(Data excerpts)
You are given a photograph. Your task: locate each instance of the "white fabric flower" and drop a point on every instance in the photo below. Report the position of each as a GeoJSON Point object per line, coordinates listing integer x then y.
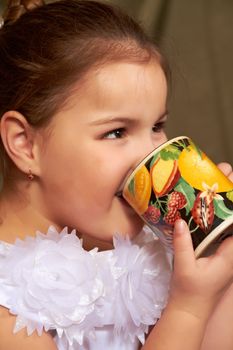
{"type": "Point", "coordinates": [53, 278]}
{"type": "Point", "coordinates": [143, 278]}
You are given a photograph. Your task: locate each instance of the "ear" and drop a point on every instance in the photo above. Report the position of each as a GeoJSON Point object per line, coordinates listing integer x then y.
{"type": "Point", "coordinates": [19, 141]}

> Requirement: Please transcribe the lines from the one containing "the photo above." through the last line of the records. Include both ends and nothing else.

> Result of the exercise:
You are given a photograph. Your task: locate each instance of the "ear" and drop a point on every instance in the photo above. Report the position of each as a GeoJSON Point object per line, coordinates listing integer x then y.
{"type": "Point", "coordinates": [19, 141]}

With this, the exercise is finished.